CST Industries, Inc. v. Tank Connections, L.L.C
2:23-cv-02339
D. Kan.Jul 9, 2024Background
- CST Industries, Inc. ("CST") and Tank Connection, L.L.C. ("Tank") are competitors bidding to be the roof subcontractor for the Byrd Park Reservoir Rehabilitation Project in Richmond, Virginia.
- CST alleges Tank used CST's confidential information and misrepresented employee qualifications to obtain the subcontract, even though Tank was not pre-approved by the City and relied on former CST employees' claimed experience.
- CST asserts several claims, including tortious interference, violation of the Defend Trade Secrets Act (DTSA), civil conspiracy, aiding and abetting, and unfair competition against Tank, Crowder Construction (the general contractor), and certain individuals.
- Tank and its Liquid Market Manager (LaForge) moved to dismiss several counts under Rule 12(b)(6), arguing the Amended Complaint fails to state plausible claims.
- The court addresses which claims are legally sufficient under Missouri law and the plausibility standard at the motion to dismiss phase.

[Bounding box annotation entries]

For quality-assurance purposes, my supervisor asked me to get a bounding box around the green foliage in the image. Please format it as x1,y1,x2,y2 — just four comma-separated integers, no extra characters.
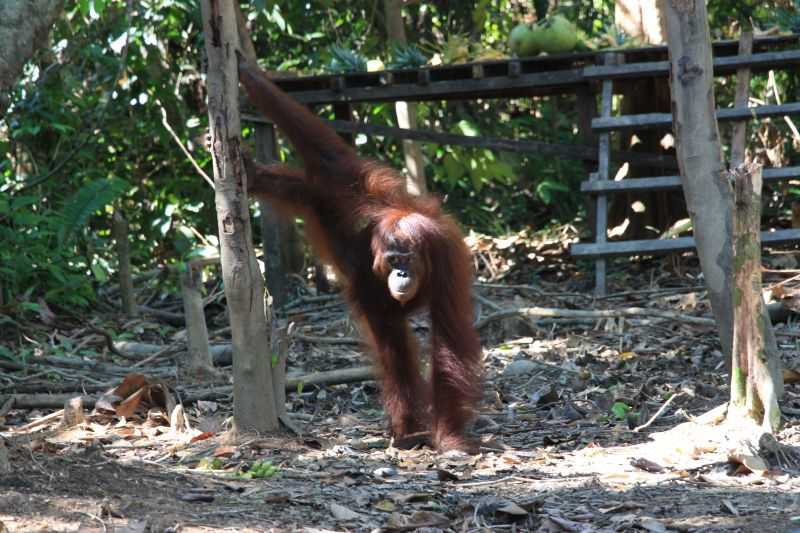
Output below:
197,457,225,470
0,0,799,313
387,44,428,69
325,45,367,72
611,401,631,420
56,178,130,246
239,461,278,479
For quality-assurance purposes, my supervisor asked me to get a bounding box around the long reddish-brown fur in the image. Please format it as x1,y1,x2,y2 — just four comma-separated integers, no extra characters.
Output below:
234,53,481,449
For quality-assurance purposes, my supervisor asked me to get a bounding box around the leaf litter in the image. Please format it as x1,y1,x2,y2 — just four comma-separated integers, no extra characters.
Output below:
0,228,800,532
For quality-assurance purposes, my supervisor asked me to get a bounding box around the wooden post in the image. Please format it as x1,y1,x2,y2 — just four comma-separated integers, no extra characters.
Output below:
592,54,618,297
200,0,278,432
255,123,289,309
111,211,139,317
731,163,783,433
180,263,213,375
731,31,753,168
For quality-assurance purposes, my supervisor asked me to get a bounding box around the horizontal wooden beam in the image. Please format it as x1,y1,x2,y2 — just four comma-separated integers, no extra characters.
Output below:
275,35,800,104
583,50,800,80
278,68,585,104
242,114,677,168
569,229,800,258
592,102,800,133
581,167,800,194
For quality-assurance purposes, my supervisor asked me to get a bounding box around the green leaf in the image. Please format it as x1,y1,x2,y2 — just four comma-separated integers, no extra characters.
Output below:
611,402,631,420
56,178,130,246
442,154,465,183
456,120,481,137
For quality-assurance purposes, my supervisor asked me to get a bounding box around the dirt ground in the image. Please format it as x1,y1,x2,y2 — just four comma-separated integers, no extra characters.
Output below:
0,250,800,532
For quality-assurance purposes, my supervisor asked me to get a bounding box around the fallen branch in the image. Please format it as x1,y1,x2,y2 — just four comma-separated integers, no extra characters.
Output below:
633,392,684,433
475,307,715,329
0,366,375,410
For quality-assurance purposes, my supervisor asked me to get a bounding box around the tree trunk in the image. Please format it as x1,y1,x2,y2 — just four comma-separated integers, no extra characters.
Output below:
0,0,64,116
662,0,733,361
383,0,428,194
201,0,278,433
180,263,214,377
255,124,289,309
111,211,139,317
731,164,783,434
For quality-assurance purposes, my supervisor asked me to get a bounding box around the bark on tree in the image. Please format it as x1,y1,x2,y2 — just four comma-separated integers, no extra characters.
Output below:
111,211,139,316
662,0,733,361
180,263,214,377
731,163,783,434
383,0,428,194
0,0,64,116
662,0,783,404
201,0,278,433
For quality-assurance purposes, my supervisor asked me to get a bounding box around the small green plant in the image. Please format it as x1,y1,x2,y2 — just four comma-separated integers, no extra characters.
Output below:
239,461,278,479
197,457,224,470
388,44,428,70
611,402,631,420
325,44,367,73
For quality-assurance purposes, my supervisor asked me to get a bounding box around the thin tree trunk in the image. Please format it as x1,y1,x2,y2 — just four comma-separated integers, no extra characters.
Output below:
201,0,278,433
111,211,139,317
180,263,214,377
662,0,733,361
731,164,783,434
383,0,428,194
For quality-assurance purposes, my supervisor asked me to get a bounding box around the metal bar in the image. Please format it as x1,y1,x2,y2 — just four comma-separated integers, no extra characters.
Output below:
570,229,800,259
242,114,678,169
583,50,800,80
592,102,800,133
581,166,800,194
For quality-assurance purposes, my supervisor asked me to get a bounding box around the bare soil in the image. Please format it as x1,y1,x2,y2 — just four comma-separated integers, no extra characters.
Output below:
0,250,800,532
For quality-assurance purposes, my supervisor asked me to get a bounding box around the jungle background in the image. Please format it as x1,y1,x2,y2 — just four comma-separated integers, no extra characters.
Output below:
0,0,800,531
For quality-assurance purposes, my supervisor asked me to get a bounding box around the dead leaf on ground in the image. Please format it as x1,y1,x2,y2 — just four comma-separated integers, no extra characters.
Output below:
331,502,361,521
728,453,769,475
386,511,450,531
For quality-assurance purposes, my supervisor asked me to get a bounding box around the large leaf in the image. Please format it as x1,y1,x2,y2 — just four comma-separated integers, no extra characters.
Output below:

Challenge A —
Reproduce the case summary starting at the words "- CST asserts" and stopping after "to dismiss phase.", swapping "Missouri law" for "Kansas law".
Challenge B —
In the case summary, which company is identified as the general contractor?

Exercise response A —
- CST asserts several claims, including tortious interference, violation of the Defend Trade Secrets Act (DTSA), civil conspiracy, aiding and abetting, and unfair competition against Tank, Crowder Construction (the general contractor), and certain individuals.
- Tank and its Liquid Market Manager (LaForge) moved to dismiss several counts under Rule 12(b)(6), arguing the Amended Complaint fails to state plausible claims.
- The court addresses which claims are legally sufficient under Kansas law and the plausibility standard at the motion to dismiss phase.

Exercise response B —
Crowder Construction